Records from a point labeling set:

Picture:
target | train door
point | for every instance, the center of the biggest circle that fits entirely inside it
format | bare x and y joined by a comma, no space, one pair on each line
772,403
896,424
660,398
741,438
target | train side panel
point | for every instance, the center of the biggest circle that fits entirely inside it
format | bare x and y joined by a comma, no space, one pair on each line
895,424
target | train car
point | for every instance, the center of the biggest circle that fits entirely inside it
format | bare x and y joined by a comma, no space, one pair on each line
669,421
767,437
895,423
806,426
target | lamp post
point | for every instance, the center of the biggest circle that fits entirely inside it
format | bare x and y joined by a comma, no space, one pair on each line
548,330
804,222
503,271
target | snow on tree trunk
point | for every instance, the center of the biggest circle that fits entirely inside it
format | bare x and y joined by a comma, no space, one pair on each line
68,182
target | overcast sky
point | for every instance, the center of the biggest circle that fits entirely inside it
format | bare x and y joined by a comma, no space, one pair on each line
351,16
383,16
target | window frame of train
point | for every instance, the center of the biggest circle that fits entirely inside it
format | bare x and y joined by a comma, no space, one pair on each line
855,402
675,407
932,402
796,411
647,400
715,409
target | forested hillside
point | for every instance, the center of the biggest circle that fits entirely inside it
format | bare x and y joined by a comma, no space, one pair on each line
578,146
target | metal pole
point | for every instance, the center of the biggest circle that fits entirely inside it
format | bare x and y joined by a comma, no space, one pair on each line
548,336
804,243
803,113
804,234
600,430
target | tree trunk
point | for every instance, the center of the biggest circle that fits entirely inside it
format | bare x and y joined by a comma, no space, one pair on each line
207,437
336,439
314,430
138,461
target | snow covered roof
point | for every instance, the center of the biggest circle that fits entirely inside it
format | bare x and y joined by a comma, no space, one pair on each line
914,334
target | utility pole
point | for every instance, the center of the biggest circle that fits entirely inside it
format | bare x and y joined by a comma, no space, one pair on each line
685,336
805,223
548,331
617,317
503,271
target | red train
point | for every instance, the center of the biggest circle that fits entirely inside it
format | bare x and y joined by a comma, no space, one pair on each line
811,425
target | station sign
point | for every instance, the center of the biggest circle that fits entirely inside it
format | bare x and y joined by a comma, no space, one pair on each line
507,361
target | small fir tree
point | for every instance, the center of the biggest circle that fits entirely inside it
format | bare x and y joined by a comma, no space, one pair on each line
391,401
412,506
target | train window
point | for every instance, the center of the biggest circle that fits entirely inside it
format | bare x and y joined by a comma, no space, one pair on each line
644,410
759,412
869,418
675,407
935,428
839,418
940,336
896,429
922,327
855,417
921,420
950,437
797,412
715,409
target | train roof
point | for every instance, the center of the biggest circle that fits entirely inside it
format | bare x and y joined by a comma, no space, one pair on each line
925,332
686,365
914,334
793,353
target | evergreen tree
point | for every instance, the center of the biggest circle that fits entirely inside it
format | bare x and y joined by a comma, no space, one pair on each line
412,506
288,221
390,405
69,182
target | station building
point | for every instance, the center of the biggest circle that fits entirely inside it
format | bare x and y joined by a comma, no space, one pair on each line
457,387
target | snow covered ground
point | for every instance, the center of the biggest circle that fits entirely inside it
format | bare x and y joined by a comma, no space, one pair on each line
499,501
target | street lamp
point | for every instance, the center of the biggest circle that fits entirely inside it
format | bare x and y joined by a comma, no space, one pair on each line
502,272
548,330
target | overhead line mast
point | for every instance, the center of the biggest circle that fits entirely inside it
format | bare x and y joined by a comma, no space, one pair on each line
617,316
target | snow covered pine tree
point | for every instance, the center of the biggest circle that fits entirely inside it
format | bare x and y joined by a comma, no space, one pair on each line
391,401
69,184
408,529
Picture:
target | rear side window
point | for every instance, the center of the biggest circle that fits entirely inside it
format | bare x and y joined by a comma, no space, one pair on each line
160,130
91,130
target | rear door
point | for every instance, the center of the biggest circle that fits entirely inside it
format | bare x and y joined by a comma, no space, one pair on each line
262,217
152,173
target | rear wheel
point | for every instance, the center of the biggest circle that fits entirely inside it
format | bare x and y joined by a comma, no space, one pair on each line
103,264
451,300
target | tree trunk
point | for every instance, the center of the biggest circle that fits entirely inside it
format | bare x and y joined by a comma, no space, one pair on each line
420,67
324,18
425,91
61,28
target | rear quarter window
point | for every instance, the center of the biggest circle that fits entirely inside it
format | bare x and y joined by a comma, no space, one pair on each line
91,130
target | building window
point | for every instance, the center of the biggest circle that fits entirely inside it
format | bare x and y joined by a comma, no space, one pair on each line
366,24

WRITTEN REQUEST:
Return the material exactly as it stands.

TASK RESPONSE:
Picture:
target | train door
point | for every instance, the center of the biggest circle that fits entirely inside it
format | bare x and y joined by a comma, no space, one pair on each line
772,403
896,424
660,398
741,438
target | train side panel
point | for every instance, the center of the biggest circle that fits entirely inside it
format | bare x and y joined by a comma, no space, one pair on each line
895,424
target | train car
point | for every instance, the center of the biggest circle that fits entirely inside it
format | bare x and y joined by a comma, no space, one pair on each line
669,421
767,437
895,423
806,426
target | lamp post
point | for every instance, the center of the biggest circle that fits entirely inside it
format | bare x and y joined by a comma, no space, one pair on each line
548,330
804,222
503,271
target | snow on tree trunk
point | for every instance, the center of the biggest circle that fits entirely inside it
format | bare x and y joined by a comma, no space, one pair on each line
68,182
target | overcast sky
point | for every instance, the center of the biggest circle that fits entirely inside it
format | bare x and y joined by a comma, no space, one pair on each line
351,16
383,16
target | window frame of train
point | for every instance, the center of the biggest circle that fits entirely inside it
format | bare x and y joined by a comma, no space, one pair on each line
855,402
675,407
932,402
796,411
647,400
715,409
target | forested hillside
point | for every instance, the center of the biggest circle that fits entirely inside it
format | bare x and y joined by a comma, no space, one pair on each line
578,146
target | metal pole
point | for every instance, the center of the biggest circle that fits entirely inside it
format | bare x and y joined by a comma, no space, one pair on each line
548,336
804,243
803,113
804,234
600,430
target | tree trunk
point | for every instance, the center of the biggest circle that fits entirely inside it
format | bare x and y joined by a comma, no space, one pair on each line
207,437
336,439
314,430
138,461
target | snow covered roof
point | for every instance, the center of the biggest circle that fits entirely inside it
format | bare x and y joined by a comma, no space, one pair on each line
914,334
target | utility pole
point | for every instance, the center of the biggest circle that fits entirely inside it
format | bare x and y joined by a comma, no space, one pair on each line
685,336
805,223
548,331
617,317
503,271
target | red train
point | for every instance, the center of the biggest circle that fits entirely inside it
format | bare x and y joined by a comma, no space, one pair on each line
811,425
target | station sign
point | for every instance, the center of the biggest circle that fits entirely inside it
format | bare x and y joined by a comma, no space, one pair on each line
507,361
target | small fir tree
point | for every instance, the center of the biggest circle that fits entirely inside it
format | bare x and y joined by a comma, no space, one pair on each line
391,401
412,506
target | train window
point | for every instance, the center of the biggest circle that fits entirely inside it
format | bare x and y joined by a comma, no space, one pair on each line
644,410
759,412
869,418
675,407
935,428
839,418
940,336
896,429
922,327
855,417
921,420
950,437
797,412
715,409
target | train roof
point | for every instance, the center of the biggest circle that fits entirely inside it
format | bare x and y joined by a comma, no space, one pair on each line
925,332
686,365
914,334
793,353
target | evergreen tree
point | for every instance, the center of the biggest circle that fits entirely inside it
format | bare x and y joined by a comma, no space, one pair on each line
412,506
288,221
390,405
69,182
target | station building
point | for every instance, the center of the biggest circle that fits entirely inside it
format | bare x and y joined by a comma, no space, one pair on each line
457,387
target | snow covered ground
point | for every instance, the center of the biggest circle that fits entirely inside it
format | bare x and y joined by a comma, no space, one pair on each line
499,501
target | street lamp
point | for every instance, the center of the biggest circle that fits entirely inside it
format | bare x and y joined by a comma, no space, one pair on each line
502,272
548,330
target | overhead line mast
point | for every instance, the center of the biggest circle that fits entirely inside it
format | bare x and y joined by a comma, no space, one pair on each line
617,316
target | snow covered pine tree
point | for every instance, the center of the biggest circle that fits entirely inside it
format | bare x and y joined by a comma, no space, one pair on each line
391,401
69,184
408,529
Picture:
target | rear side window
point | for every instance, the center of the biggest circle that fits entirely inside it
format | bare x and y joined by a comma, no space, one pair on each line
160,130
91,130
target | rear door
point | for every instance, the center of the biggest circle that fits entirely inside it
format | bare x and y joined by a comma, no space, one pair on each line
262,217
152,173
target | rear wheel
point | for every instance, the center of the biggest circle that fits entirely inside it
format | bare x and y joined by a comma, no space, one pair on each line
103,264
451,300
target | tree trunk
point | for every instance, the center of the biggest circle that fits entirely inside it
format | bare x and y joined by a comma, no space, one pair on each line
420,67
324,18
425,91
61,28
target | rear quarter window
point | for every instance, the center of the biggest circle that fits entirely inside it
format | bare x and y joined by a comma, no space, one pair on each line
91,130
target | building window
point | for every instance, the center of the biggest circle that fits entirely inside it
format | bare x and y joined by a comma, no space, one pair on each line
366,24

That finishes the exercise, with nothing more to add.